Moreover, the estates that will be taxed will pay significantly less in 2009 than they do today because of the higher exemption level and lower rate. A married couple with a $10 million estate, for instance, will face an effective tax rate of only 13.5 percent under the 2009 exemption level and rate, as compared to an effective rate of 38.1 percent today.
Some claim that estate tax repeal is needed to ensure that family businesses and farms do not have to be liquidated to pay the tax. In fact, the vast bulk of estates with a farm or family-owned business are not taxable even at the current exemption level ($1 million). Fewer still will be taxable at the 2009 level ($3.5 million). Moreover, a Treasury Department analysis found that raising the exemption level for family-owned farms and businesses to $4 million ($8 million for married couples), as then-Senator Daniel Patrick Moynihan proposed in 2000, would have exempted almost all family-owned farms and reduced the already small number of family businesses subject to the tax by nearly three-quarters. (For more on the issue of family farms and businesses, see Estate Tax Affects Very Few Family Businesses.)
****
EXERCISE INSTRUCTIONS:
List every dollar amount that appears in the estate tax passage. The lines have no connection to the estate tax passage.
****
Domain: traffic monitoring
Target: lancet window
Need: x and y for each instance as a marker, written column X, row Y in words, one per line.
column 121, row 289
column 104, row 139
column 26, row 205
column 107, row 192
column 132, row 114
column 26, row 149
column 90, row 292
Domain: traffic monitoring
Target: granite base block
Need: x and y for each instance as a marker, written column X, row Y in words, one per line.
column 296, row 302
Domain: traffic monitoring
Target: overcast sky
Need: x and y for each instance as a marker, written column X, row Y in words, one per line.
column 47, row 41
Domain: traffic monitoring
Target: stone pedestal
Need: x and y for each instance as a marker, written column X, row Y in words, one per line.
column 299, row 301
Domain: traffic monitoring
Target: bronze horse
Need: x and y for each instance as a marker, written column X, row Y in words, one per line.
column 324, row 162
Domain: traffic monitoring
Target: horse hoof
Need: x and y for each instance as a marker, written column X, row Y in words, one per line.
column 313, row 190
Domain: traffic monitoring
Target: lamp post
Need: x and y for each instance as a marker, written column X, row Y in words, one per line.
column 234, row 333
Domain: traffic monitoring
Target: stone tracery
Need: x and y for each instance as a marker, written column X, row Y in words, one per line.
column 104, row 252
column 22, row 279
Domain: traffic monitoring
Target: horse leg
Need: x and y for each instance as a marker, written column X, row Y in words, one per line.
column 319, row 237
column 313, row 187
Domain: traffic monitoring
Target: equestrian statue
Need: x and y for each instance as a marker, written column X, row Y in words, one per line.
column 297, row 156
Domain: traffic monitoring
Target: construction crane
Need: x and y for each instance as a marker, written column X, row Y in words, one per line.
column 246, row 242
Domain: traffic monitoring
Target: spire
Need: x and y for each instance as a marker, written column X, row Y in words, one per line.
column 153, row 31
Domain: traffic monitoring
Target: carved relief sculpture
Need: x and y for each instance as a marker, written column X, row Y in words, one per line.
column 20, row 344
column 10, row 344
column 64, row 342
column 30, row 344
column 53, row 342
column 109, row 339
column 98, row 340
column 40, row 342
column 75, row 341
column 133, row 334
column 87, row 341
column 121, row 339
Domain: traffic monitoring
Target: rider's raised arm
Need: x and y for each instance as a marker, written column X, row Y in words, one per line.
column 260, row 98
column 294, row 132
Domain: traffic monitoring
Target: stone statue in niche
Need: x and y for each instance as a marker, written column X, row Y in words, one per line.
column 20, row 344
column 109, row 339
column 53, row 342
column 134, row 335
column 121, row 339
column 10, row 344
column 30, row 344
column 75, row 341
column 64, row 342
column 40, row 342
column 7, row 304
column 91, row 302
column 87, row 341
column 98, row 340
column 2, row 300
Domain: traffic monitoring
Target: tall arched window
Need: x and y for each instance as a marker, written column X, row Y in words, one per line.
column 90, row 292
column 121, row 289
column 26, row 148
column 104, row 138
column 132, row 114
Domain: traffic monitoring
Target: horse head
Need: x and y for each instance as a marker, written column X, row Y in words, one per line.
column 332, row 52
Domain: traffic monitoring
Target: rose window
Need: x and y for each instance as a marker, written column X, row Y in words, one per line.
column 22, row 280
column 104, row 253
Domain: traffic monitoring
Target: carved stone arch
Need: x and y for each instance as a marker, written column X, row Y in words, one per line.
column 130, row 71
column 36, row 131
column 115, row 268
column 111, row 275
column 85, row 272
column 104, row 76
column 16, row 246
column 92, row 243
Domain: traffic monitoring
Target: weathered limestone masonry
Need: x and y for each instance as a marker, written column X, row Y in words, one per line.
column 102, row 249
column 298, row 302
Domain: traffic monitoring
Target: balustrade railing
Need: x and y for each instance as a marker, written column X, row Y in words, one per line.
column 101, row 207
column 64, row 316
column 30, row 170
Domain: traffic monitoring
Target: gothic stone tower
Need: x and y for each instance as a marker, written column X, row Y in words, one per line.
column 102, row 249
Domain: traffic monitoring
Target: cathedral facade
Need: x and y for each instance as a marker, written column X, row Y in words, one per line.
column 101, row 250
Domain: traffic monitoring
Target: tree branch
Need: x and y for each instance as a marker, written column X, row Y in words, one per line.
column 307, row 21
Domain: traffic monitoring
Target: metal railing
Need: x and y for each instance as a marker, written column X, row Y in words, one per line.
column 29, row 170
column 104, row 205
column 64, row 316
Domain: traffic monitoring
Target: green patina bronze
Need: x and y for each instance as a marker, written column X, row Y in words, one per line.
****
RESULT:
$10 million, $1 million, $3.5 million, $4 million, $8 million